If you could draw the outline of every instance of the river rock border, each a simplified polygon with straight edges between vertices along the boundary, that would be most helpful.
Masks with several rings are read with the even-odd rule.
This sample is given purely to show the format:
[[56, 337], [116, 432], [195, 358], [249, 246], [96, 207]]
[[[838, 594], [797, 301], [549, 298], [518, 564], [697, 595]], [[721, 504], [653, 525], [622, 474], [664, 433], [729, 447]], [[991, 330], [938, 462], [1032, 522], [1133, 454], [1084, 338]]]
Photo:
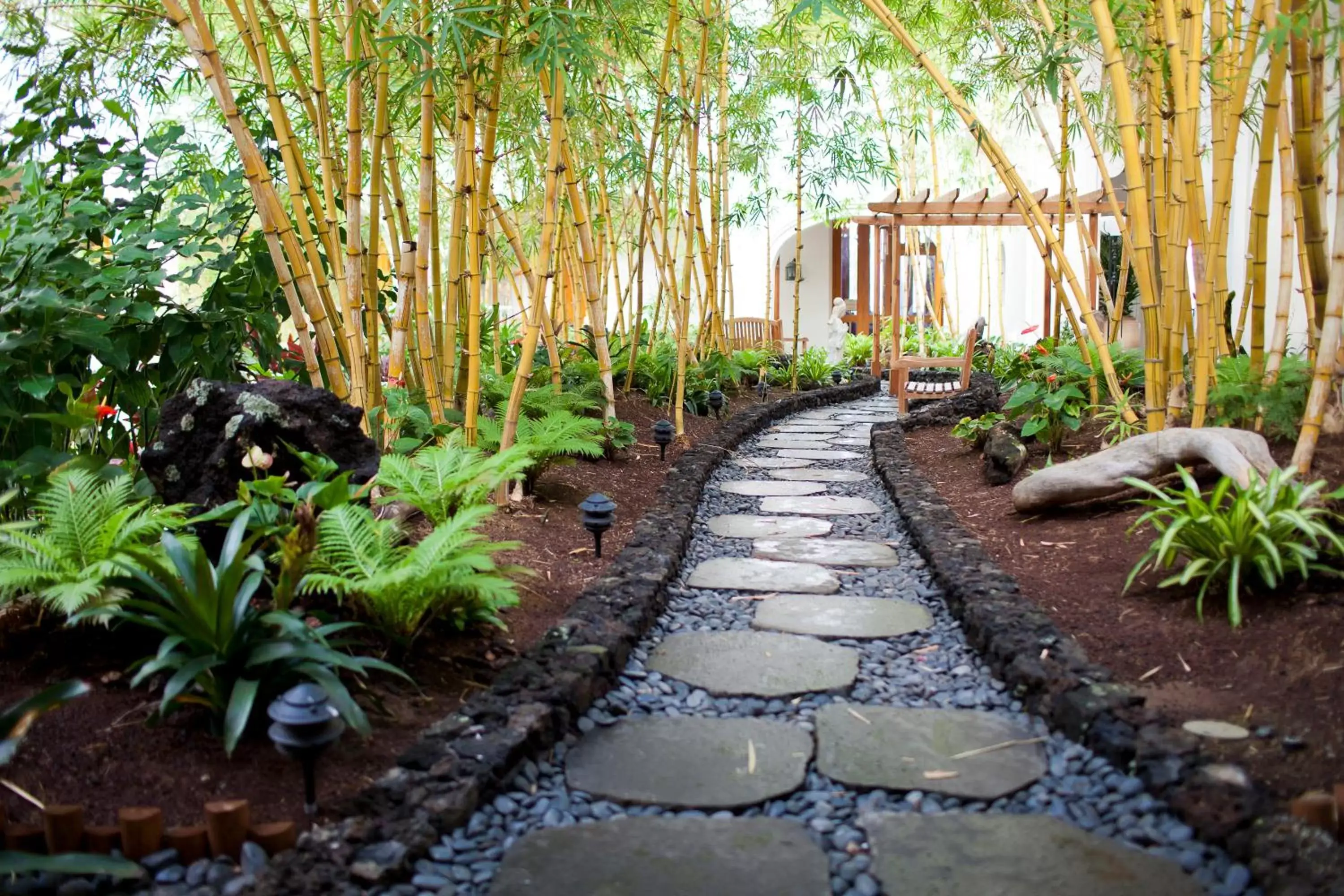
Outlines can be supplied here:
[[442, 834], [462, 825], [528, 756], [548, 750], [612, 688], [630, 650], [663, 611], [665, 586], [691, 539], [700, 492], [715, 465], [771, 422], [878, 391], [871, 376], [735, 410], [681, 454], [620, 553], [536, 645], [496, 676], [489, 690], [426, 728], [396, 767], [271, 860], [251, 891], [284, 896], [358, 896], [407, 880]]
[[917, 412], [874, 426], [874, 465], [972, 646], [1028, 711], [1132, 770], [1202, 840], [1243, 861], [1266, 893], [1344, 895], [1344, 846], [1278, 813], [1241, 767], [1202, 754], [1195, 735], [1116, 682], [962, 528], [906, 450], [906, 429], [943, 416]]

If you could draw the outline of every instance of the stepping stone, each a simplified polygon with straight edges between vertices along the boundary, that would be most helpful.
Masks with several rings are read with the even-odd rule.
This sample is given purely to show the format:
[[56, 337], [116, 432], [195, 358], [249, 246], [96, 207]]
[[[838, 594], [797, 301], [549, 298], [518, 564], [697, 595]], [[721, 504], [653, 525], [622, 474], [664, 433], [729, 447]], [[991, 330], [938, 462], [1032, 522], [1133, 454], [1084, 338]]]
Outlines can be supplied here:
[[828, 470], [825, 467], [802, 470], [770, 470], [770, 476], [777, 480], [790, 482], [863, 482], [868, 477], [857, 470]]
[[491, 896], [817, 896], [827, 854], [782, 818], [616, 818], [535, 830]]
[[790, 470], [812, 466], [812, 461], [790, 457], [735, 457], [732, 462], [749, 470]]
[[821, 441], [821, 437], [806, 438], [804, 435], [789, 435], [782, 433], [778, 435], [765, 435], [757, 442], [757, 447], [792, 447], [792, 449], [824, 449], [827, 443]]
[[[836, 454], [847, 454], [847, 451], [836, 451]], [[797, 498], [761, 498], [761, 512], [848, 516], [853, 513], [882, 513], [882, 508], [868, 498], [855, 498], [847, 494], [809, 494]], [[790, 588], [790, 591], [798, 590]]]
[[773, 631], [687, 631], [668, 635], [644, 665], [720, 697], [784, 697], [848, 688], [859, 653]]
[[859, 539], [757, 539], [751, 556], [832, 567], [900, 566], [900, 557], [886, 544]]
[[1034, 736], [1001, 716], [972, 709], [832, 704], [817, 711], [817, 771], [860, 787], [997, 799], [1046, 774], [1040, 743], [953, 756], [1009, 740]]
[[[806, 473], [809, 470], [775, 470], [775, 473]], [[817, 470], [825, 473], [828, 470]], [[812, 520], [804, 516], [753, 516], [750, 513], [724, 513], [710, 517], [710, 532], [720, 539], [802, 539], [809, 535], [828, 535], [828, 520]]]
[[[797, 501], [800, 498], [765, 498], [766, 501]], [[714, 557], [691, 570], [687, 576], [691, 588], [723, 588], [735, 591], [801, 591], [805, 594], [835, 594], [840, 579], [831, 570], [816, 563], [780, 563], [755, 557]]]
[[922, 896], [1199, 896], [1180, 865], [1048, 815], [864, 814], [872, 870], [888, 893]]
[[735, 480], [732, 482], [720, 482], [720, 492], [730, 492], [732, 494], [751, 494], [755, 497], [766, 496], [781, 496], [781, 494], [816, 494], [817, 492], [825, 492], [827, 486], [817, 482], [778, 482], [775, 480]]
[[781, 594], [757, 603], [751, 619], [753, 629], [818, 638], [895, 638], [931, 625], [933, 617], [918, 603], [840, 594]]
[[[825, 445], [825, 442], [823, 442]], [[767, 447], [767, 446], [762, 446]], [[780, 449], [780, 457], [802, 458], [804, 461], [856, 461], [862, 454], [857, 451], [841, 451], [839, 449]]]
[[812, 735], [786, 721], [649, 716], [587, 733], [564, 780], [628, 803], [737, 809], [797, 789], [810, 758]]

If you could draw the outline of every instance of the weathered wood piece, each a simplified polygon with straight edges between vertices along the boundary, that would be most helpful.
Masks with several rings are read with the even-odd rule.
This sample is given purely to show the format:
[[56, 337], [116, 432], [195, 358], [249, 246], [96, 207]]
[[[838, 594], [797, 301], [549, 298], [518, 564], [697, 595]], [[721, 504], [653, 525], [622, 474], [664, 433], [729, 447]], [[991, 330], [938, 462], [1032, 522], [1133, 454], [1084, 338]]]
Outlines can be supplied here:
[[1019, 513], [1075, 504], [1124, 492], [1125, 477], [1148, 480], [1177, 465], [1210, 463], [1239, 485], [1250, 484], [1251, 470], [1267, 477], [1275, 469], [1265, 437], [1247, 430], [1206, 427], [1161, 430], [1125, 439], [1097, 454], [1036, 470], [1012, 489]]

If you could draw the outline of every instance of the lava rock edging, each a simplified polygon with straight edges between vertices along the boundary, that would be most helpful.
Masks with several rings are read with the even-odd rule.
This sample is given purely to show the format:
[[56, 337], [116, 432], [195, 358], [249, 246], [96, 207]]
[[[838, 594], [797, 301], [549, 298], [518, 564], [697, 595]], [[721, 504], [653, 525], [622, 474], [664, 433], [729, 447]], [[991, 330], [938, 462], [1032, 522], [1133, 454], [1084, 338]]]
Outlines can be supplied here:
[[1344, 896], [1344, 846], [1278, 811], [1241, 767], [1202, 754], [1195, 735], [1116, 682], [958, 523], [906, 450], [907, 427], [942, 416], [875, 424], [874, 465], [966, 639], [995, 674], [1052, 728], [1132, 770], [1202, 840], [1243, 861], [1270, 896]]
[[530, 756], [577, 731], [630, 650], [663, 613], [667, 584], [691, 540], [700, 493], [715, 465], [771, 422], [878, 391], [879, 380], [798, 392], [739, 407], [668, 472], [653, 505], [540, 643], [496, 676], [488, 690], [426, 728], [396, 767], [337, 809], [345, 818], [302, 834], [276, 856], [253, 893], [359, 896], [409, 880], [413, 862], [464, 825]]

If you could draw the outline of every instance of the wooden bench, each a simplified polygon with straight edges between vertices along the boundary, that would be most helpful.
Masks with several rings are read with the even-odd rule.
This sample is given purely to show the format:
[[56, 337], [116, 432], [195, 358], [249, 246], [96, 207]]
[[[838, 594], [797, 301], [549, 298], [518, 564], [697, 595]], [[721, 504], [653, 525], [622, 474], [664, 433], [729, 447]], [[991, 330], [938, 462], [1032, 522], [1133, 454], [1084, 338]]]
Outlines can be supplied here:
[[[905, 414], [910, 410], [910, 402], [929, 402], [938, 398], [950, 398], [957, 392], [964, 392], [970, 387], [970, 363], [976, 353], [978, 333], [974, 326], [966, 330], [966, 351], [961, 357], [921, 357], [918, 355], [902, 355], [891, 365], [891, 394], [896, 396], [896, 407]], [[923, 383], [910, 379], [910, 371], [925, 367], [960, 367], [961, 380], [952, 383]]]
[[[728, 318], [728, 343], [734, 352], [751, 348], [782, 352], [784, 321], [771, 321], [765, 317], [731, 317]], [[800, 339], [798, 344], [800, 351], [806, 351], [806, 339]]]

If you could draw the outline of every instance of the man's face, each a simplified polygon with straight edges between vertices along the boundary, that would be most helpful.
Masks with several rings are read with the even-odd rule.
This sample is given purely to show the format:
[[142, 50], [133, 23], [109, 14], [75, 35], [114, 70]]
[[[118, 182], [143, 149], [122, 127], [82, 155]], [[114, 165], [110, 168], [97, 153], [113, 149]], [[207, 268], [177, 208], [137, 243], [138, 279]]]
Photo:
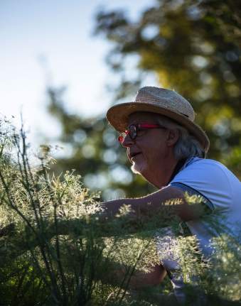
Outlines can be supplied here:
[[[136, 112], [129, 118], [129, 126], [137, 124], [159, 124], [158, 115], [148, 112]], [[152, 172], [160, 167], [167, 154], [166, 143], [167, 129], [150, 129], [139, 131], [132, 140], [127, 135], [122, 145], [127, 148], [128, 158], [134, 173], [150, 177]]]

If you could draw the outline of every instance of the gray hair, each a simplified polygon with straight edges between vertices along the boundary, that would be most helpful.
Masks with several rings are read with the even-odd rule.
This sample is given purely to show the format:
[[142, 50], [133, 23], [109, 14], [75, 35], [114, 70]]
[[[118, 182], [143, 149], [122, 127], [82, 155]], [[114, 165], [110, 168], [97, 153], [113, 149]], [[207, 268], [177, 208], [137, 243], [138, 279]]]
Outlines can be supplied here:
[[191, 157], [205, 158], [205, 152], [202, 148], [199, 141], [189, 131], [164, 116], [157, 116], [158, 123], [167, 129], [177, 129], [179, 132], [179, 138], [174, 146], [174, 156], [177, 160]]

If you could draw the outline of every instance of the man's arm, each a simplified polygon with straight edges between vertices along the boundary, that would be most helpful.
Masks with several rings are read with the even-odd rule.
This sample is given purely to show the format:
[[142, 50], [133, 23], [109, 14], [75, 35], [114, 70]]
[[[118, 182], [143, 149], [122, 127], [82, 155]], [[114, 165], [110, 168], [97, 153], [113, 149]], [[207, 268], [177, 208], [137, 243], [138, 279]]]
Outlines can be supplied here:
[[129, 217], [132, 219], [151, 218], [157, 214], [168, 211], [169, 218], [179, 217], [183, 221], [199, 218], [204, 213], [202, 203], [188, 204], [183, 192], [175, 187], [168, 186], [143, 197], [118, 199], [102, 203], [107, 218], [114, 217], [123, 205], [129, 206]]

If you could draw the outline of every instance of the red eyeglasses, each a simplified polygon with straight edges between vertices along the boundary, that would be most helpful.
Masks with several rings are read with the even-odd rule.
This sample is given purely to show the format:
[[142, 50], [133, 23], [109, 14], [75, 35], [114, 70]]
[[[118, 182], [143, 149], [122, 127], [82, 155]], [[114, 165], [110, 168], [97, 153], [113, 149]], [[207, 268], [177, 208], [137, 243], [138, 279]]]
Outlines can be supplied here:
[[123, 143], [124, 138], [127, 135], [129, 136], [129, 138], [132, 140], [135, 139], [137, 136], [138, 131], [146, 130], [149, 129], [166, 129], [164, 126], [160, 126], [159, 124], [132, 124], [129, 126], [129, 129], [120, 133], [118, 137], [118, 141]]

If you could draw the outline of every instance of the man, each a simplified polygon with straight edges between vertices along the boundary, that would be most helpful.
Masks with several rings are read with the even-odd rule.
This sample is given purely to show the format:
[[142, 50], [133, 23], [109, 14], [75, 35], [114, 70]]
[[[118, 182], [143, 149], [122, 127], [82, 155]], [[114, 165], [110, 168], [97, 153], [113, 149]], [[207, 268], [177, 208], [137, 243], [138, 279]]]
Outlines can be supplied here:
[[[132, 171], [159, 189], [141, 198], [103, 203], [107, 215], [114, 216], [124, 204], [130, 206], [132, 218], [145, 218], [164, 212], [166, 206], [163, 204], [167, 200], [179, 199], [178, 205], [171, 207], [173, 214], [196, 236], [203, 253], [210, 256], [210, 240], [217, 233], [201, 217], [209, 211], [216, 224], [225, 224], [225, 228], [235, 231], [241, 217], [241, 185], [223, 165], [205, 159], [209, 140], [195, 124], [191, 104], [174, 91], [145, 87], [133, 102], [111, 107], [107, 118], [122, 133], [119, 140], [127, 148]], [[201, 200], [189, 205], [186, 192]], [[157, 246], [161, 253], [161, 245], [157, 243]], [[178, 268], [175, 261], [163, 260], [152, 272], [141, 276], [141, 283], [158, 284], [167, 272], [178, 300], [183, 302], [183, 282], [175, 278]]]

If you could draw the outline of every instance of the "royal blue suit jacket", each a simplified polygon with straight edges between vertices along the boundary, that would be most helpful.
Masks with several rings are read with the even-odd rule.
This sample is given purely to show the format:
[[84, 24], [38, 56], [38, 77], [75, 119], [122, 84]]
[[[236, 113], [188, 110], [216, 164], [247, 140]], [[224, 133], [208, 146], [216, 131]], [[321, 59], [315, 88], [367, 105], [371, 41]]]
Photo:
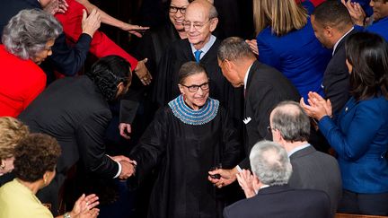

-------------------------

[What to work on]:
Could you write out the lines between the one containing "of the lava" and the one containing "862], [464, 825]]", inclusive, again with "sample" renamed to "specimen" and nothing else altered?

[Result of this exercise]:
If you could draw the outline of every instance of the lava rock edging, each a simplified polygon with straight edges between vertices along the boundary, that would be most helpful.
Masks with several rings are read with the even-odd rule.
This specimen is given purely to show the format:
[[56, 337], [116, 432], [195, 358], [249, 246], [96, 207]]
[[[838, 594], [797, 301], [549, 298], [518, 564], [697, 595]], [[721, 504], [653, 525], [622, 474], [664, 433], [729, 447]], [[991, 330], [938, 462], [1032, 522], [1133, 454], [1084, 338]]]
Outlines can be supplied here:
[[1344, 896], [1344, 846], [1278, 811], [1241, 767], [1202, 754], [1195, 735], [1116, 682], [958, 523], [906, 450], [907, 427], [942, 416], [875, 424], [874, 465], [966, 639], [995, 674], [1052, 728], [1132, 770], [1202, 840], [1243, 861], [1270, 896]]
[[530, 756], [577, 731], [630, 650], [663, 613], [667, 584], [691, 540], [700, 493], [715, 465], [771, 422], [878, 391], [879, 380], [798, 392], [739, 407], [668, 472], [653, 505], [540, 643], [496, 676], [488, 690], [426, 728], [396, 767], [337, 809], [345, 818], [302, 834], [276, 856], [253, 893], [359, 896], [409, 880], [413, 862], [464, 825]]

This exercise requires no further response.